* Exercise objective *
Count the lines in the items below that contain the string "pallet", matching case exactly, and reply with only the number.

* Provided data *

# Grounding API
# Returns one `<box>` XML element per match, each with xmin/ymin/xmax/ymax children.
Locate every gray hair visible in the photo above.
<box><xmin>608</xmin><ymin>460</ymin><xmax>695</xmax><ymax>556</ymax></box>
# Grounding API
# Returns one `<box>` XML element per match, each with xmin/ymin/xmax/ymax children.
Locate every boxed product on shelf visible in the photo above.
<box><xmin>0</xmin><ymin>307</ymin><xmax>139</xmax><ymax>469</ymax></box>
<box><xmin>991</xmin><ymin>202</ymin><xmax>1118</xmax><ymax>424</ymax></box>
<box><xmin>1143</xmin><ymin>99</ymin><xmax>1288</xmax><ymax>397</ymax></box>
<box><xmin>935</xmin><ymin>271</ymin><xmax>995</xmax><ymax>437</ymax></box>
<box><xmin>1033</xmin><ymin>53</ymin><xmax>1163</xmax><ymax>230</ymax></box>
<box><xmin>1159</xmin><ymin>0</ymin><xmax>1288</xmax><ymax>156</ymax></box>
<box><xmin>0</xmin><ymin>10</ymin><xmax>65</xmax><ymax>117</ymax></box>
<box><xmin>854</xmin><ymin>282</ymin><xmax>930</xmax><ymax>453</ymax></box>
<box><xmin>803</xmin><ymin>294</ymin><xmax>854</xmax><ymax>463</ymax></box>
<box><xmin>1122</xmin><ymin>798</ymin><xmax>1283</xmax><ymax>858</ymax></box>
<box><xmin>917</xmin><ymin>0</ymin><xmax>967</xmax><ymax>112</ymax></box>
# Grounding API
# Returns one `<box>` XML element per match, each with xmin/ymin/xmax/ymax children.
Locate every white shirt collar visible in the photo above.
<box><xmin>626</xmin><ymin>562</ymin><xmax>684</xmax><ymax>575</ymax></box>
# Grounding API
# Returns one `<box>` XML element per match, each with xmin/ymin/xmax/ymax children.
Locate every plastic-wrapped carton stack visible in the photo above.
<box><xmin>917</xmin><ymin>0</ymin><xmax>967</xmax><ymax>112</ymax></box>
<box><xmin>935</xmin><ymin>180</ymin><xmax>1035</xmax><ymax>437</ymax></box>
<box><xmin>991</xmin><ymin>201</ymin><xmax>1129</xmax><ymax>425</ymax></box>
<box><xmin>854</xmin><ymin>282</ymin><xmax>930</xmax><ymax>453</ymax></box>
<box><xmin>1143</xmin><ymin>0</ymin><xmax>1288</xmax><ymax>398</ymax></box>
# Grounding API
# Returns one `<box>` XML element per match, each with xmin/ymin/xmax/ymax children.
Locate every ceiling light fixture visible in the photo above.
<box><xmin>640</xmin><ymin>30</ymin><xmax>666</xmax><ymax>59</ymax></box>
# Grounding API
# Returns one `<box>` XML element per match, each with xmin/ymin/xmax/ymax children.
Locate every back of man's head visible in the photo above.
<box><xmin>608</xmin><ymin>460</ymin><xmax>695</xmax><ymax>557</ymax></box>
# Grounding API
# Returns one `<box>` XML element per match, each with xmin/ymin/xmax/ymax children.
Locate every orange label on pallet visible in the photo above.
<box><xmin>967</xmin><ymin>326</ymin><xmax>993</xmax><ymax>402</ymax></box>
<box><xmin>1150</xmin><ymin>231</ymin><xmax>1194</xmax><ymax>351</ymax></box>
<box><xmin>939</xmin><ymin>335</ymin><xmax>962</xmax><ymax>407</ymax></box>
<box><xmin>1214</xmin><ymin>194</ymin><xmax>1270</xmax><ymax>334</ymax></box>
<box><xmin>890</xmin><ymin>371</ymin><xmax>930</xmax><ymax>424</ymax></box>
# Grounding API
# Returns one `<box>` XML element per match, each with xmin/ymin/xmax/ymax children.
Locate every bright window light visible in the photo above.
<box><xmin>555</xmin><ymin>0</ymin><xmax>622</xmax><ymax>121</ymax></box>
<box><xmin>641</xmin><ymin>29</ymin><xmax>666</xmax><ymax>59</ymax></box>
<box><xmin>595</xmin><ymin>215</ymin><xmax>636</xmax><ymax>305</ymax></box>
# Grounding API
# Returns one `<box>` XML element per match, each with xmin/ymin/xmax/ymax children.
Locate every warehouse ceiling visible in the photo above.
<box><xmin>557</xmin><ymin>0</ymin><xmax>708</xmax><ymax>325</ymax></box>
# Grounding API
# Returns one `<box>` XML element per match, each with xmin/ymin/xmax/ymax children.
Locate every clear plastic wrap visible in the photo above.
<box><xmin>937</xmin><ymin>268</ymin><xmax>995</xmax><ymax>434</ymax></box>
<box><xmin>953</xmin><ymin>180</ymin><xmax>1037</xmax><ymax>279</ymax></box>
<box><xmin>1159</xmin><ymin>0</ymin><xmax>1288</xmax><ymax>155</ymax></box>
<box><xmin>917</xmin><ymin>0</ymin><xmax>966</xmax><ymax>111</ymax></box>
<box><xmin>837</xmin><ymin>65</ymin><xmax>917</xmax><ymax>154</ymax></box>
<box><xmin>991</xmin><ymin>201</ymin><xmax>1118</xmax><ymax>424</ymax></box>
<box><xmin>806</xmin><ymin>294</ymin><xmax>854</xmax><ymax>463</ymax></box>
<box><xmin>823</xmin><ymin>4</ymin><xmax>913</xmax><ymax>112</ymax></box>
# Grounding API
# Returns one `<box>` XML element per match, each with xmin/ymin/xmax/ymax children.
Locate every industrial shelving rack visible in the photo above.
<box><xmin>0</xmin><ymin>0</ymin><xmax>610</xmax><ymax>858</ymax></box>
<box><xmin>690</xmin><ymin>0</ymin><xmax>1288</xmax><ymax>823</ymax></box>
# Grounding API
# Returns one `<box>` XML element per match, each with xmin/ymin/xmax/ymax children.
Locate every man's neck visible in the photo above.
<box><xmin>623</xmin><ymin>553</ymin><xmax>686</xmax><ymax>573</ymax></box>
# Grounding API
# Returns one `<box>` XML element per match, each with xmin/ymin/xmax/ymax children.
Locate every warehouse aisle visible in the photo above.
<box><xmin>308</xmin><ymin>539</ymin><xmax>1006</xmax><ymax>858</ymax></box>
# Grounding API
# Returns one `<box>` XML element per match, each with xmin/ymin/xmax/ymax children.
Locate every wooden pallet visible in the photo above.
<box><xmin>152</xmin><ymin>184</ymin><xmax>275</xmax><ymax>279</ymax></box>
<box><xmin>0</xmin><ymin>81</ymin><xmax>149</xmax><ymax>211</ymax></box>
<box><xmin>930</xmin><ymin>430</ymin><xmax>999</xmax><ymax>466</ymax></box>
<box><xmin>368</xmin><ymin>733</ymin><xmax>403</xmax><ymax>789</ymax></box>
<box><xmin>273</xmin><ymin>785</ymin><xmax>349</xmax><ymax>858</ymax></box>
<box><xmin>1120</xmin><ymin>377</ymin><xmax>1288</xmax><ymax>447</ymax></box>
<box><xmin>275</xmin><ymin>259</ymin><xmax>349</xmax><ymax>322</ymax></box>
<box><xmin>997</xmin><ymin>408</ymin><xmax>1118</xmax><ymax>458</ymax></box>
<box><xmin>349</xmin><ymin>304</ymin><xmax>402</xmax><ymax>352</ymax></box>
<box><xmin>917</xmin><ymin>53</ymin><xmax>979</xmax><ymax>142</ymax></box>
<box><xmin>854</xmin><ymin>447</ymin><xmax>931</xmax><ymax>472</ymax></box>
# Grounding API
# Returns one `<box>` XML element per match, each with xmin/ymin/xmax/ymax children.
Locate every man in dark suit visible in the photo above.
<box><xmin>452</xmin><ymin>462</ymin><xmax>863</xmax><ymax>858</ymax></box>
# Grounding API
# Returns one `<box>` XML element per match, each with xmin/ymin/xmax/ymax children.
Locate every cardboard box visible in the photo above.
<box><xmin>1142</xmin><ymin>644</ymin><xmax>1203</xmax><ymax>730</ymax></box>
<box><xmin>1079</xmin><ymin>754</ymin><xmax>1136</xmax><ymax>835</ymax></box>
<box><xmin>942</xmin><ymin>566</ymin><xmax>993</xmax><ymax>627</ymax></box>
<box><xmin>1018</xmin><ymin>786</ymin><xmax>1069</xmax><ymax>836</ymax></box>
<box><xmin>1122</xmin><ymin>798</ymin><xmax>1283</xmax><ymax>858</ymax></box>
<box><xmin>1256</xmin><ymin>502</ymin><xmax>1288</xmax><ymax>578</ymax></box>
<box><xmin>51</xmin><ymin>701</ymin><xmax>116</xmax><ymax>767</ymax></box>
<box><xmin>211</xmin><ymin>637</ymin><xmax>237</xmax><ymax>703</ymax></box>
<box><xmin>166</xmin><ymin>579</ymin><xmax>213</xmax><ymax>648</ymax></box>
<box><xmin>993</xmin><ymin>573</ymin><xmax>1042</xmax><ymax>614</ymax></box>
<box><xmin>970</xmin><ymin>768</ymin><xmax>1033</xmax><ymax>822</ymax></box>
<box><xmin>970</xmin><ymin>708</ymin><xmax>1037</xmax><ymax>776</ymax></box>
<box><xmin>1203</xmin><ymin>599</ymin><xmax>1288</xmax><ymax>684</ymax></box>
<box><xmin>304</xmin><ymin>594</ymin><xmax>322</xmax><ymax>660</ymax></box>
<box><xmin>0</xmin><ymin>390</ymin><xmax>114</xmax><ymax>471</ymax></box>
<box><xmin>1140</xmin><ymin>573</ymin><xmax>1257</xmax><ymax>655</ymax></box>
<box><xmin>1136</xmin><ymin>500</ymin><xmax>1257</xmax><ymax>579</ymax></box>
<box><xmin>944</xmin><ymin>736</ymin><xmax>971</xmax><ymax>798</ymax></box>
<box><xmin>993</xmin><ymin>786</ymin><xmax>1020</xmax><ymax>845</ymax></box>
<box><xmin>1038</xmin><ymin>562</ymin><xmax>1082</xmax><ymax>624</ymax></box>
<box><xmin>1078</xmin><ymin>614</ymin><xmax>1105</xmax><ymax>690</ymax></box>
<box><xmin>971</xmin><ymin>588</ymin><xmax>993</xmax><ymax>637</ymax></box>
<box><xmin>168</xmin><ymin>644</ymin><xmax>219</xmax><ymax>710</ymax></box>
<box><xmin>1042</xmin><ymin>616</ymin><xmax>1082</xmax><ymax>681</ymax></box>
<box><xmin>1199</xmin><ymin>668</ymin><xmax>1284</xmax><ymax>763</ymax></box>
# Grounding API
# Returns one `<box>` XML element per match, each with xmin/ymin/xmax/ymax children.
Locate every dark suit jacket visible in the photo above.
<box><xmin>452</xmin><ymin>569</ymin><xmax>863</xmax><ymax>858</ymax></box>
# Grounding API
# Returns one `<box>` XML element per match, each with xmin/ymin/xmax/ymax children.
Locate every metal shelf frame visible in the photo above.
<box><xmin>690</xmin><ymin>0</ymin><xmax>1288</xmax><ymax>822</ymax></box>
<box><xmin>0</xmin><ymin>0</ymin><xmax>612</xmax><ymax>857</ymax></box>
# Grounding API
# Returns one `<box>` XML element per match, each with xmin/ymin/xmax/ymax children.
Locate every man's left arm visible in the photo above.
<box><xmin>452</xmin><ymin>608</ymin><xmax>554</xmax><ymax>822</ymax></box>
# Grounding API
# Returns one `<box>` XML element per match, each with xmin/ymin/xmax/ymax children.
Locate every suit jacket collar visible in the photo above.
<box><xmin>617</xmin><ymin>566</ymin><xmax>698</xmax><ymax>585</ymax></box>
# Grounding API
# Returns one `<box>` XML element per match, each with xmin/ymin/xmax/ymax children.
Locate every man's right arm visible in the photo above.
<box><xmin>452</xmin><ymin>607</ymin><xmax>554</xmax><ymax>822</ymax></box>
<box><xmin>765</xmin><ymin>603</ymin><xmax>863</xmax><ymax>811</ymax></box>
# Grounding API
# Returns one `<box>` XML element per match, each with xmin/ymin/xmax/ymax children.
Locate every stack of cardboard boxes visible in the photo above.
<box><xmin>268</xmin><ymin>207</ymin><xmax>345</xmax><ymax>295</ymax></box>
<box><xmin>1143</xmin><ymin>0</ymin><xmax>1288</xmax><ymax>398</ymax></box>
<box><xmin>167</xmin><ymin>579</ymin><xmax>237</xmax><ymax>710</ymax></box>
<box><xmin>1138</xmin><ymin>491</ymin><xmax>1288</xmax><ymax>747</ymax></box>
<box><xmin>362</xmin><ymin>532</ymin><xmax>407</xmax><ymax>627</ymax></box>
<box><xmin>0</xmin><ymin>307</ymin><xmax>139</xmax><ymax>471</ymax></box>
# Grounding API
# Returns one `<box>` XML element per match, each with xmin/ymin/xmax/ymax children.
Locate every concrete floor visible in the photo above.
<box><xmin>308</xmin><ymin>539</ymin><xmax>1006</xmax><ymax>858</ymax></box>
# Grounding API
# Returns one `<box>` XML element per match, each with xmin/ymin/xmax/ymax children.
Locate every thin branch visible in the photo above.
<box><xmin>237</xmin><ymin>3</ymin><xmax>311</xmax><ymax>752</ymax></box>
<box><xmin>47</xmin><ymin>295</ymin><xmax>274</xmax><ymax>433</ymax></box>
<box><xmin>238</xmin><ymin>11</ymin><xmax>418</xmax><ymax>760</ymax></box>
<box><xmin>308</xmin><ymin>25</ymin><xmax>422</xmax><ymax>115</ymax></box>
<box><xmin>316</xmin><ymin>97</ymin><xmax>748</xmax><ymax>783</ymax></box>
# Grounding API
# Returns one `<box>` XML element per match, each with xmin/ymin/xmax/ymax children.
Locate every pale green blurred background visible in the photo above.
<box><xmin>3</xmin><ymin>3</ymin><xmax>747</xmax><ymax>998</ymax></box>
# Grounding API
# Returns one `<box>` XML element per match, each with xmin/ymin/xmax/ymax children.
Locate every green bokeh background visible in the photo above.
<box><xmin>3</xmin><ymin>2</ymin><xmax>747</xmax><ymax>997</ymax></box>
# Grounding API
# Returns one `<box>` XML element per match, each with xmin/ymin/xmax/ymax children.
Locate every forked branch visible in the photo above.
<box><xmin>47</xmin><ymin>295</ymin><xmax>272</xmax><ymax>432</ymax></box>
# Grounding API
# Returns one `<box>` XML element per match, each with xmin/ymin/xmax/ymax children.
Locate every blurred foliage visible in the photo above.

* Full output *
2